WHAT THE TASK ASKS:
Gather each line from the records below that contains the word "mountain" and copy those lines out in full.

[Start DATASET CONTENT]

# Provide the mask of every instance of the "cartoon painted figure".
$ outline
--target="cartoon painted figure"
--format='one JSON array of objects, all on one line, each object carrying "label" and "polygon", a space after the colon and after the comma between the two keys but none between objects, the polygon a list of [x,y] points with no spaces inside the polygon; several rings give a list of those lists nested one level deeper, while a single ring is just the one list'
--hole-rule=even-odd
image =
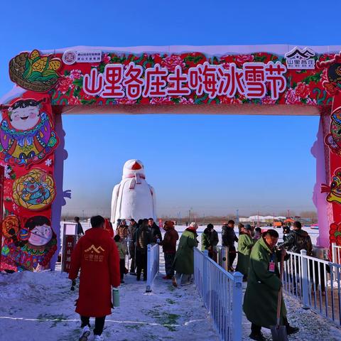
[{"label": "cartoon painted figure", "polygon": [[31,210],[40,210],[52,203],[55,195],[55,183],[51,175],[39,168],[33,168],[13,184],[15,202]]},{"label": "cartoon painted figure", "polygon": [[57,250],[57,238],[50,220],[42,215],[34,216],[26,221],[23,228],[18,232],[16,230],[4,240],[1,267],[8,266],[7,269],[16,268],[17,271],[48,268]]},{"label": "cartoon painted figure", "polygon": [[332,177],[332,183],[328,186],[325,183],[321,185],[321,193],[328,193],[326,200],[328,202],[339,202],[341,204],[341,168],[337,168]]},{"label": "cartoon painted figure", "polygon": [[28,178],[23,182],[21,199],[31,205],[39,205],[47,200],[50,196],[50,193],[45,181],[46,181],[45,174],[42,175],[40,181],[36,181],[32,177]]},{"label": "cartoon painted figure", "polygon": [[0,157],[5,162],[39,162],[57,146],[48,115],[40,112],[41,102],[18,99],[8,108],[0,126]]}]

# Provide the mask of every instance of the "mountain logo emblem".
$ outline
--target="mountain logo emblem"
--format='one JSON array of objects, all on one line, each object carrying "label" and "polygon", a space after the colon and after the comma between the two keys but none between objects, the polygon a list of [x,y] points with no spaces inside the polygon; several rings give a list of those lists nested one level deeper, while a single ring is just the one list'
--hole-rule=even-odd
[{"label": "mountain logo emblem", "polygon": [[96,252],[97,254],[100,254],[101,252],[104,252],[105,250],[102,247],[96,247],[94,244],[92,244],[90,247],[88,247],[85,252]]}]

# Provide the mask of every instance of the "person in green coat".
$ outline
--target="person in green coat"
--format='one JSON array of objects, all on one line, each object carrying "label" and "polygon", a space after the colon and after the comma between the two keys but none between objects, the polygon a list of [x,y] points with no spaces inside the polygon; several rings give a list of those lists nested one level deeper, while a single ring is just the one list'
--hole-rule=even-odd
[{"label": "person in green coat", "polygon": [[194,247],[197,247],[197,224],[191,222],[180,238],[179,246],[174,259],[175,276],[173,277],[173,285],[178,286],[190,284],[190,277],[194,274]]},{"label": "person in green coat", "polygon": [[241,228],[238,238],[238,260],[236,271],[239,271],[243,274],[244,281],[247,281],[251,249],[254,244],[251,237],[251,225],[247,224]]},{"label": "person in green coat", "polygon": [[211,232],[213,229],[213,225],[209,224],[207,227],[204,229],[204,232],[201,234],[201,251],[203,252],[205,250],[210,250],[211,248]]},{"label": "person in green coat", "polygon": [[[256,341],[266,340],[261,334],[262,327],[269,328],[271,325],[276,324],[277,300],[282,286],[277,264],[281,259],[281,252],[283,252],[285,260],[288,259],[284,249],[278,251],[275,248],[278,240],[277,231],[268,229],[256,242],[251,251],[243,310],[251,323],[249,337]],[[280,324],[286,325],[288,334],[298,331],[298,328],[289,325],[283,298]]]}]

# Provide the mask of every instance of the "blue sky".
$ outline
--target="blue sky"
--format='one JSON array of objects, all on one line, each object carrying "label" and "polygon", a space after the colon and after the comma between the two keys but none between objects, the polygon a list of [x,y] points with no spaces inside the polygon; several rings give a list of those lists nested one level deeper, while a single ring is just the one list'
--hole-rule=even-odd
[{"label": "blue sky", "polygon": [[[22,50],[77,45],[341,45],[340,1],[18,0],[1,4],[0,94]],[[139,158],[159,215],[313,209],[318,117],[208,115],[63,117],[70,215],[107,215],[124,163]]]}]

[End DATASET CONTENT]

THE COMPLETED TASK:
# Provide the mask of every instance of the "mountain logo emblem".
--target="mountain logo emblem"
[{"label": "mountain logo emblem", "polygon": [[96,252],[97,254],[100,254],[101,252],[104,252],[105,250],[102,247],[96,247],[94,244],[92,244],[90,247],[88,247],[85,252]]}]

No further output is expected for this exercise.